● STATED EXERCISE A
Write out the part of the reference iterator passage below that begins at the words "Another example is" and stops after the words "ref storage backend.".

● DOCUMENT SECTION
-- -- --
Another example is prefix_ref_iterator, which can be used to trim a
prefix off the front of reference names before presenting them to the
caller (e.g., "refs/heads/master" -> "master").

In this patch, we introduce the iterator abstraction and many utilities,
and implement a reference iterator for the files ref storage backend.
(I've written several other obvious utilities, for example a generic way
to filter references being iterated over. These will probably be useful
in the future. But they are not needed for this patch series, so I am
not including them at this time.)
-- -- --
● SUPPLIED DATA
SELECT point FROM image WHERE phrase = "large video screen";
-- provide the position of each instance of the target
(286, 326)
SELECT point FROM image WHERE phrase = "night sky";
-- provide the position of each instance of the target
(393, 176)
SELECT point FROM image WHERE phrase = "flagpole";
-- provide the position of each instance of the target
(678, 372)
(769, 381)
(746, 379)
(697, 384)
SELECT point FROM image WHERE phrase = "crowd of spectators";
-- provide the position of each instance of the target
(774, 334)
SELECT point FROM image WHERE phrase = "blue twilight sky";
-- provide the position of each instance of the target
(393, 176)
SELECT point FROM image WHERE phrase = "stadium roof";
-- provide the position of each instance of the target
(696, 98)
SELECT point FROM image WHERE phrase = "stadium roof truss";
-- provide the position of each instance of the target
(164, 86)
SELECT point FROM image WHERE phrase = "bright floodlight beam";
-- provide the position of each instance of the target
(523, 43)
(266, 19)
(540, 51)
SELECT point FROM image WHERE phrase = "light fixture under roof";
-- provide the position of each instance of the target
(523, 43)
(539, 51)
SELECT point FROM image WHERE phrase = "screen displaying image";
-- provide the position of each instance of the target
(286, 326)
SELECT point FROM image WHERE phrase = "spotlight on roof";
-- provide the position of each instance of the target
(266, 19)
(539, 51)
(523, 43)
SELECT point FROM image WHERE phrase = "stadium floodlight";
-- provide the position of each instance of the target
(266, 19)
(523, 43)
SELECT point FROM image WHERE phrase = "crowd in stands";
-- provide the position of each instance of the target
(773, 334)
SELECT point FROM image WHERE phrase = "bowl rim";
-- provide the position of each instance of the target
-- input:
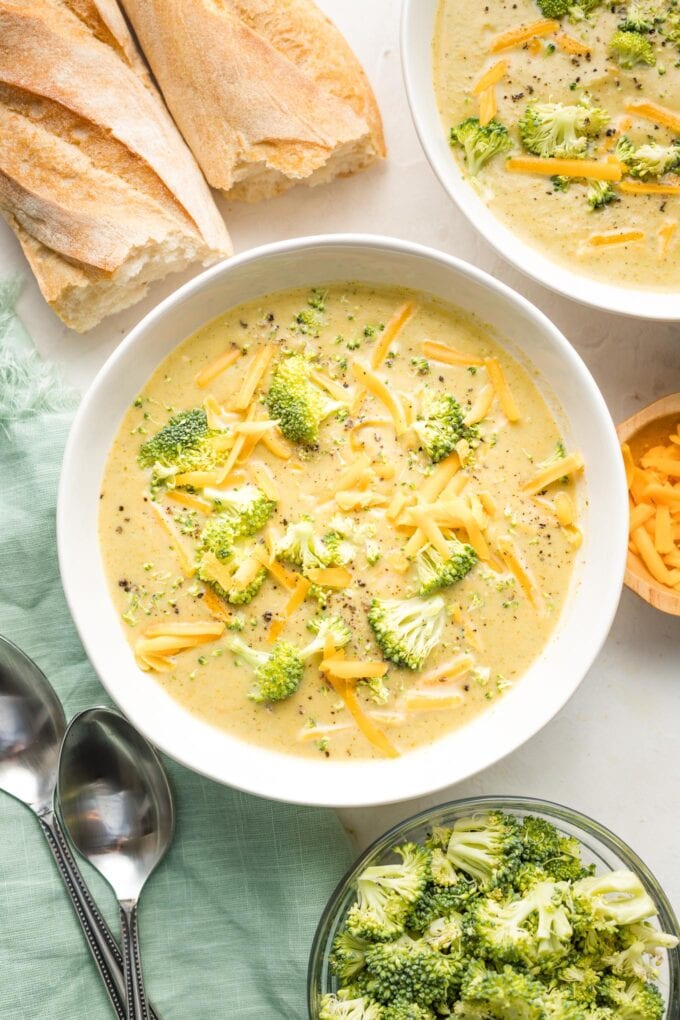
(663, 306)
(513, 804)
(338, 793)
-- -- --
● STATED EXERCISE B
Gather every line in the rows above that contains the word "floodlight".

● EXERCISE ANSWER A
Another example is prefix_ref_iterator, which can be used to trim a
prefix off the front of reference names before presenting them to the
caller (e.g., "refs/heads/master" -> "master").

In this patch, we introduce the iterator abstraction and many utilities,
and implement a reference iterator for the files ref storage backend.

● EXERCISE ANSWER B
SELECT point FROM image WHERE phrase = "bright floodlight beam";
SELECT point FROM image WHERE phrase = "stadium floodlight";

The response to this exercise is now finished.